PROBLEM DETAILS. Please provide the entries below again, word for word.

Point-per-instance localization data.
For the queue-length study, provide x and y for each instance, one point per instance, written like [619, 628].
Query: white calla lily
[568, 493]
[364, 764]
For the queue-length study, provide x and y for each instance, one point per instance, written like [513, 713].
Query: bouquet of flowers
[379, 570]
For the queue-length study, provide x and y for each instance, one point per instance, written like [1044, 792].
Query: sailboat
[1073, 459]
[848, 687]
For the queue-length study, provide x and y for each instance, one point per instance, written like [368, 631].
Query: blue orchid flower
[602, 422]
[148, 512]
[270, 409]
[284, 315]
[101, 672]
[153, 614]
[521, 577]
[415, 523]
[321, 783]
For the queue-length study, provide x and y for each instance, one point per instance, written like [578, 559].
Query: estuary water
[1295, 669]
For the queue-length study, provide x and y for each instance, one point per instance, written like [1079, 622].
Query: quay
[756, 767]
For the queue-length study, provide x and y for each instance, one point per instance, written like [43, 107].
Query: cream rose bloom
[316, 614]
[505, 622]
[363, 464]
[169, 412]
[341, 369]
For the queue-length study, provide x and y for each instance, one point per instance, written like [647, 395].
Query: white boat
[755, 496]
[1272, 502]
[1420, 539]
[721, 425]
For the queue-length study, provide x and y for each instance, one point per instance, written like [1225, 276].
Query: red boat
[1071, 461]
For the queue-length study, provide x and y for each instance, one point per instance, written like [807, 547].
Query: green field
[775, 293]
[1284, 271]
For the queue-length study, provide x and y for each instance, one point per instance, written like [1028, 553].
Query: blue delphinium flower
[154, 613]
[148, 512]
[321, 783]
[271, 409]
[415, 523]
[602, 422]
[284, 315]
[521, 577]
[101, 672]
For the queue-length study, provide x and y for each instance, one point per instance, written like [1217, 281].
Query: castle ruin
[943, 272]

WRITTEN RESPONSE.
For the queue-length study, provide x and y for each instance, one point per instance, written like [619, 628].
Query: white calla lily
[568, 493]
[364, 764]
For the queue-length study, provide x and y for each instance, one point per instance, written like [513, 713].
Query: bouquet of flowers
[379, 570]
For the queue-length study, provide x and y for each instance, one point per instance, written like [1044, 792].
Query: sailboat
[1073, 459]
[848, 687]
For the queue-length study, provide x and y for each instance, one point per instance, written like [368, 631].
Query: blue orchid flower
[602, 422]
[148, 512]
[270, 409]
[284, 315]
[101, 672]
[153, 614]
[521, 577]
[415, 523]
[321, 783]
For the queue-length study, provide x and y for each instance, one point per instance, written like [578, 559].
Query: estuary water
[1295, 669]
For the queue-length study, provide x and y for each instance, one point per instance, written like [1079, 622].
Query: quay
[756, 767]
For the queue-length study, provide x and y for each instance, one point per instance, written like [43, 107].
Query: cream rose bloom
[316, 614]
[505, 622]
[363, 464]
[169, 412]
[341, 369]
For the queue-length study, provide x and y for each instance, one point per instance, written like [647, 395].
Query: white boat
[755, 496]
[1272, 502]
[1420, 539]
[721, 425]
For the queue-length study, provide x and y for each instance, one point per instance, written like [1225, 276].
Query: red boat
[1071, 461]
For the queue-length study, provide x and y for each instance, one point per instance, written like [807, 547].
Query: green field
[775, 293]
[1284, 271]
For the queue-length study, provide x and y for each instance, one point per instance, written like [1028, 553].
Query: blue delphinium flower
[154, 613]
[148, 512]
[321, 783]
[271, 409]
[415, 523]
[602, 422]
[284, 315]
[521, 577]
[101, 672]
For the queue-length study, provide x and y for each instance, one point per instance, written like [1217, 281].
Query: castle ruin
[943, 272]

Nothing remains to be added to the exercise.